Monthly Archives: March 2014

QMutex2

Simple Example Using Shared Variable in QT Multi-thread with QMutex

Simple Example Using shared variable in QT multi-thread with QMutex

Today, in this post, I want to share my simple example code to explain how to use shared variables in QT multi-thread environments with QMutex.

In the example, first I will generate an Int variable to be shared.

Then, I will make two threads. Each thread has their own ID. and they will try to change the shared number with their ID number.

After changing the shared number in their threads to be same with its ID, the thread will check if the shared number is really same with the ID. If the other thread changes the shared variable just before the check, it will print out an error message.

Without Mutex, it will give us many error message, and with Mutex, we can remove this collision error.

You can download full package of source code from here  <Download>.
________________
## What to do
In the QMutex post, please state what value each thread tries to change the shared number to. The listing below has no connection to the QMutex post.

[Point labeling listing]
________________
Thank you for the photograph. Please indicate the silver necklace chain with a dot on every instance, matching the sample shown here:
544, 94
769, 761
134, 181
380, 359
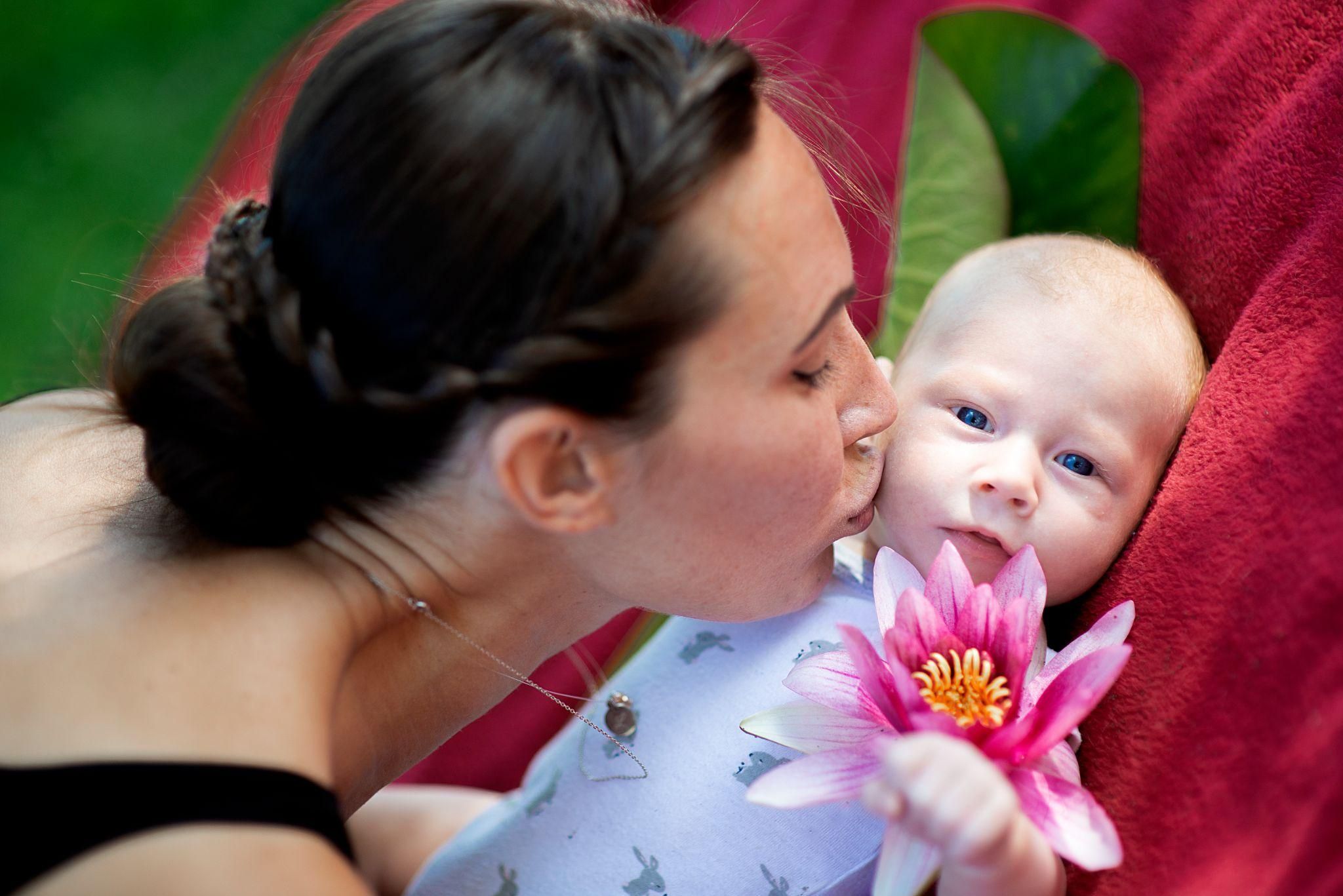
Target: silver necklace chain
425, 610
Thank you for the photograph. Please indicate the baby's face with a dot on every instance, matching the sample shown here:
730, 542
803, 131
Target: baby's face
1025, 419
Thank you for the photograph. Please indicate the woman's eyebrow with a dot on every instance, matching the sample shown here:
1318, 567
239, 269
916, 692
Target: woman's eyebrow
841, 299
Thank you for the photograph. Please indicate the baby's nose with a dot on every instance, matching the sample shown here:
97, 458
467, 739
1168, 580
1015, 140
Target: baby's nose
1011, 480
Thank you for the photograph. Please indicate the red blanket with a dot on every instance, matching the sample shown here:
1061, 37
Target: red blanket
1217, 751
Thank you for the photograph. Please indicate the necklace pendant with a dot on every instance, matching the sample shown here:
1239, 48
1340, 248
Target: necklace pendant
620, 715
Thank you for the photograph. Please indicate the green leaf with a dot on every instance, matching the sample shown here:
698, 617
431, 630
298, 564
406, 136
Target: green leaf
954, 197
1066, 119
1018, 125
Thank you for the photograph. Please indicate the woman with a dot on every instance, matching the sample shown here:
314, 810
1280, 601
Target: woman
546, 320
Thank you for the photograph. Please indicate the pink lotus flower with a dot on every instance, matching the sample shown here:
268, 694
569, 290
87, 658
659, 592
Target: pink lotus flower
967, 661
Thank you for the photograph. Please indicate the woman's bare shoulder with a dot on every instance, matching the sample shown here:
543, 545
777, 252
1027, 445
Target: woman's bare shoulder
66, 457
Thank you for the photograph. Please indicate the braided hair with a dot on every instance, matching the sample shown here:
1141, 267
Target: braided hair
471, 202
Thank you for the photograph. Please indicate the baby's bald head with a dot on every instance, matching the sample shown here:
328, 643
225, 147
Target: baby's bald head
1123, 292
1041, 393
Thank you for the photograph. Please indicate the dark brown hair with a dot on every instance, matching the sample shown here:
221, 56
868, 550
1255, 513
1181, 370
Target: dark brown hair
471, 201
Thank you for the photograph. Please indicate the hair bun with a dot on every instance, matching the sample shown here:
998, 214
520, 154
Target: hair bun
184, 371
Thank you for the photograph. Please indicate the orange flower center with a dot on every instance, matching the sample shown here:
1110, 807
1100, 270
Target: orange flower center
________________
## Reply to the exercise
Each thread tries to change the shared number to its own ID number.